**OBJECTIF 1:**
Recopiez à l'identique une partie des lignes fournies : commencez à la ligne qui contient « the window pane » et arrêtez-vous après celle qui contient « left=323, top=42, right=422, bottom=90 », ces deux lignes comprises.

**EXTRAIT:**
........

Il y a aussi des inconvénients à méditer les yeux fermés. Si on prend l’habitude de garder les yeux complètement fermés afin d’apaiser l’esprit et développer l’amour et la compassion, cela pourra s’avérer difficile de faire cela dans la vie de tous les jours. Quand on entre en relation avec des gens, on ne peut pas soudainement fermer les yeux pour essayer de générer un certain état d’esprit – cela pourrait paraître un peu bizarre. Dans le Mahayana, on garde les yeux légèrement ouverts car ce qu’on cherche à faire, on le fait en vue d’aider les autres ; on ne veut pas faire comme s’ils n’existaient pas. Un problème plus délicat à propos de la méditation les yeux clos, comme Sa Sainteté le Dalaï-Lama l’a fait remarquer, c’est que les paupières ont tendance à ciller un peu, d’autre part on voit souvent des points rouges danser, ce qui est une cause de distraction.
Les deux aspects de la visualisation
Quand on visualise, il y a deux aspects importants dont on doit se préoccuper. Le premier consiste à créer une apparence, ce qu’on traduit souvent par le mot « clarté » bien que ce ne soit pas un terme très adéquat car il implique le fait de faire le point sur une chose. À ce stade, toutefois, il ne s’agit pas de cela, il s’agit de faire apparaître quelque chose en imagination. Le second facteur est littéralement « l’orgueil », où on éprouve la fierté de ressentir que ce qu’on est en train de visualiser est vraiment là.

........

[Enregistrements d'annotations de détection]
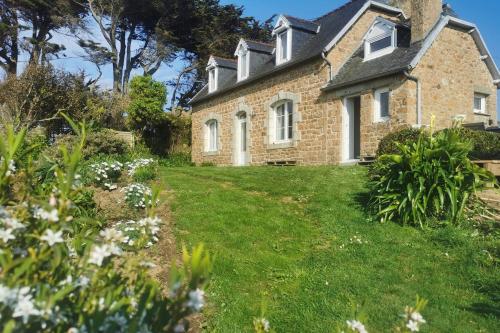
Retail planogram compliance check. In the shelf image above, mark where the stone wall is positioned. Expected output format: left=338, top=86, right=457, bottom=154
left=192, top=10, right=496, bottom=165
left=412, top=27, right=497, bottom=128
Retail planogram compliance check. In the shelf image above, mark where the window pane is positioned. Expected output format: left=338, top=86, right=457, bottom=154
left=370, top=36, right=392, bottom=52
left=287, top=102, right=293, bottom=139
left=474, top=96, right=483, bottom=111
left=276, top=104, right=285, bottom=140
left=380, top=91, right=389, bottom=118
left=280, top=31, right=288, bottom=60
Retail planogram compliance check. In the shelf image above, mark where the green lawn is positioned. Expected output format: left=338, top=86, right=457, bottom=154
left=162, top=167, right=500, bottom=333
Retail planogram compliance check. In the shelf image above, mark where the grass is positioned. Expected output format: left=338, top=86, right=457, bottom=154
left=161, top=167, right=500, bottom=332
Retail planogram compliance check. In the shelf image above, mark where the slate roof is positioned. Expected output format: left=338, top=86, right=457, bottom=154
left=212, top=56, right=238, bottom=69
left=245, top=39, right=274, bottom=54
left=283, top=15, right=319, bottom=32
left=190, top=0, right=368, bottom=104
left=323, top=42, right=422, bottom=90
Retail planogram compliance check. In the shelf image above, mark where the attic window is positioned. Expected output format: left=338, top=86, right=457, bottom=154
left=208, top=68, right=217, bottom=93
left=276, top=29, right=292, bottom=65
left=364, top=19, right=397, bottom=61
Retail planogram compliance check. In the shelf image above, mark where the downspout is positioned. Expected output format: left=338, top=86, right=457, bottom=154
left=404, top=71, right=422, bottom=127
left=321, top=51, right=333, bottom=82
left=321, top=51, right=333, bottom=164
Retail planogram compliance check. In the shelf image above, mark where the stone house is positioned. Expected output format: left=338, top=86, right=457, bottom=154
left=191, top=0, right=500, bottom=165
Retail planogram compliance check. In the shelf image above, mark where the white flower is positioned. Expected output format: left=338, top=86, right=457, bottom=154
left=3, top=217, right=26, bottom=230
left=33, top=208, right=59, bottom=222
left=186, top=288, right=205, bottom=312
left=0, top=284, right=16, bottom=304
left=12, top=292, right=40, bottom=324
left=406, top=320, right=419, bottom=332
left=100, top=228, right=123, bottom=242
left=88, top=244, right=111, bottom=266
left=410, top=311, right=425, bottom=324
left=347, top=320, right=368, bottom=333
left=0, top=229, right=16, bottom=243
left=174, top=324, right=186, bottom=333
left=40, top=229, right=64, bottom=246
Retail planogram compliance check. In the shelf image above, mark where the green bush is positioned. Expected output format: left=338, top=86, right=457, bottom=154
left=377, top=128, right=500, bottom=160
left=377, top=127, right=421, bottom=156
left=83, top=130, right=130, bottom=159
left=369, top=128, right=495, bottom=227
left=460, top=128, right=500, bottom=160
left=0, top=118, right=212, bottom=333
left=160, top=153, right=194, bottom=167
left=132, top=166, right=158, bottom=183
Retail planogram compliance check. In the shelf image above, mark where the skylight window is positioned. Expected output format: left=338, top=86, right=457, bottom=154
left=365, top=18, right=397, bottom=61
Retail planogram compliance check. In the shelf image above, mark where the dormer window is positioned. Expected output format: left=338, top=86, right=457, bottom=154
left=276, top=30, right=292, bottom=65
left=236, top=42, right=250, bottom=81
left=364, top=18, right=397, bottom=61
left=208, top=68, right=217, bottom=93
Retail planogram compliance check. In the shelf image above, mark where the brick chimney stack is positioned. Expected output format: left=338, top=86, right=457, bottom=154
left=391, top=0, right=443, bottom=43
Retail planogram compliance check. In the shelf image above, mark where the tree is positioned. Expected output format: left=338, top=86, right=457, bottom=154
left=128, top=76, right=167, bottom=133
left=80, top=0, right=170, bottom=92
left=162, top=0, right=274, bottom=109
left=0, top=0, right=21, bottom=75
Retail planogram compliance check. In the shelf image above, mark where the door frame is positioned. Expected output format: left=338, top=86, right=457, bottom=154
left=341, top=95, right=361, bottom=164
left=233, top=110, right=251, bottom=166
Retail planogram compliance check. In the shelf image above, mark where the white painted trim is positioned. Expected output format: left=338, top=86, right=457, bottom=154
left=276, top=28, right=293, bottom=66
left=323, top=0, right=407, bottom=52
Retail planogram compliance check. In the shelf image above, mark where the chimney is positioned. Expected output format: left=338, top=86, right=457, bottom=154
left=391, top=0, right=443, bottom=43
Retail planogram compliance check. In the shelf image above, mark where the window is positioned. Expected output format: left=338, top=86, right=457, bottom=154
left=474, top=94, right=486, bottom=114
left=238, top=49, right=250, bottom=81
left=208, top=68, right=217, bottom=93
left=276, top=30, right=291, bottom=65
left=205, top=120, right=219, bottom=152
left=365, top=19, right=397, bottom=61
left=374, top=89, right=391, bottom=122
left=275, top=101, right=293, bottom=142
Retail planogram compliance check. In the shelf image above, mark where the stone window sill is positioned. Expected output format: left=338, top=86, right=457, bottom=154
left=267, top=141, right=295, bottom=149
left=203, top=151, right=219, bottom=156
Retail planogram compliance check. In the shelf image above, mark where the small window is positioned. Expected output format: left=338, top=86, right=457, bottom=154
left=238, top=51, right=249, bottom=81
left=474, top=94, right=486, bottom=114
left=205, top=120, right=219, bottom=152
left=276, top=30, right=290, bottom=64
left=275, top=101, right=293, bottom=142
left=208, top=68, right=217, bottom=93
left=375, top=89, right=391, bottom=122
left=365, top=19, right=397, bottom=61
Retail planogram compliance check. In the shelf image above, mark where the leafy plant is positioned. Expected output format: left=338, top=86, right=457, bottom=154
left=370, top=123, right=495, bottom=227
left=0, top=118, right=212, bottom=333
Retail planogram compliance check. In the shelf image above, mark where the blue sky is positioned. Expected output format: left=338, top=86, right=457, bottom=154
left=28, top=0, right=500, bottom=116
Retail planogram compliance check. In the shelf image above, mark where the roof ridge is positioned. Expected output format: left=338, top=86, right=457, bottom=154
left=312, top=0, right=368, bottom=24
left=283, top=14, right=319, bottom=25
left=243, top=38, right=274, bottom=47
left=212, top=54, right=236, bottom=62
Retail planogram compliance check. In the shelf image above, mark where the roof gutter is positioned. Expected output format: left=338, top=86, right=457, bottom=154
left=404, top=71, right=422, bottom=127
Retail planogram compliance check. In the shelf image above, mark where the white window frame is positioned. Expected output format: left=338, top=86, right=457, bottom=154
left=271, top=100, right=296, bottom=144
left=205, top=119, right=219, bottom=153
left=238, top=47, right=250, bottom=81
left=373, top=88, right=391, bottom=123
left=364, top=21, right=397, bottom=61
left=473, top=93, right=488, bottom=114
left=276, top=28, right=292, bottom=65
left=208, top=67, right=219, bottom=94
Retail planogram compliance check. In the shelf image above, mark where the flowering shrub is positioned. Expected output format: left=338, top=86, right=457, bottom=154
left=122, top=183, right=156, bottom=208
left=0, top=118, right=212, bottom=333
left=90, top=161, right=123, bottom=191
left=125, top=158, right=155, bottom=176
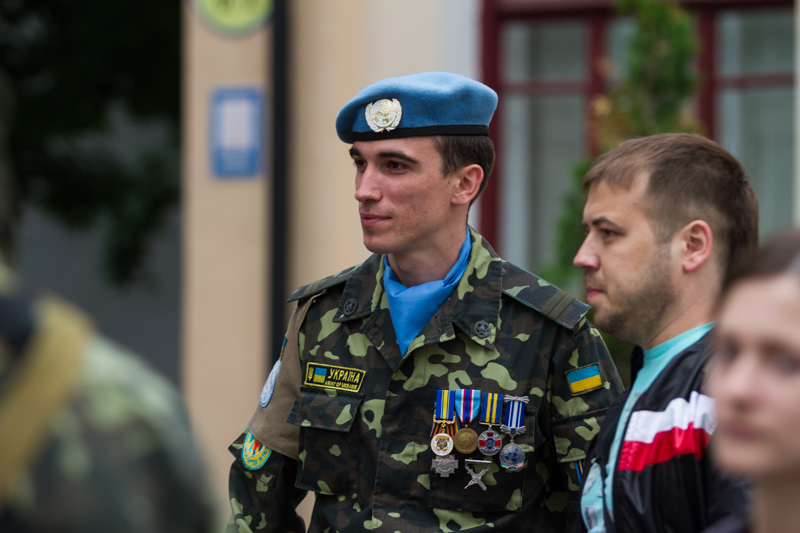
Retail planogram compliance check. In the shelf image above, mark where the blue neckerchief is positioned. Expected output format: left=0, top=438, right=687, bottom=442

........

**OBJECTIF 2:**
D'après l'extrait, pourquoi garde-t-on les yeux légèrement ouverts dans le Mahayana ?

**RÉPONSE RÉDIGÉE 1:**
Retail planogram compliance check. In the shelf image above, mark where the window pane is positioned. Expected output format: left=338, top=86, right=457, bottom=154
left=370, top=36, right=392, bottom=52
left=287, top=102, right=293, bottom=139
left=474, top=96, right=483, bottom=111
left=276, top=104, right=285, bottom=140
left=380, top=91, right=389, bottom=118
left=280, top=31, right=288, bottom=60
Retail planogram compliance check. In the shelf image above, mark where the green lawn is positioned. Expected output format: left=338, top=86, right=457, bottom=154
left=162, top=167, right=500, bottom=333
Retail planogram compliance check. In the shelf image above, mark where the grass is positioned. Expected output format: left=338, top=86, right=457, bottom=154
left=161, top=167, right=500, bottom=332
Retail planogram compliance check. In the shelf image above, mark where the slate roof is positioned. Expected output format: left=338, top=86, right=457, bottom=154
left=212, top=56, right=238, bottom=69
left=245, top=39, right=274, bottom=54
left=283, top=15, right=319, bottom=32
left=190, top=0, right=368, bottom=104
left=323, top=42, right=422, bottom=90

**RÉPONSE RÉDIGÉE 2:**
Parce que ce qu'on cherche à faire, on le fait en vue d'aider les autres, et qu'on ne veut pas faire comme s'ils n'existaient pas.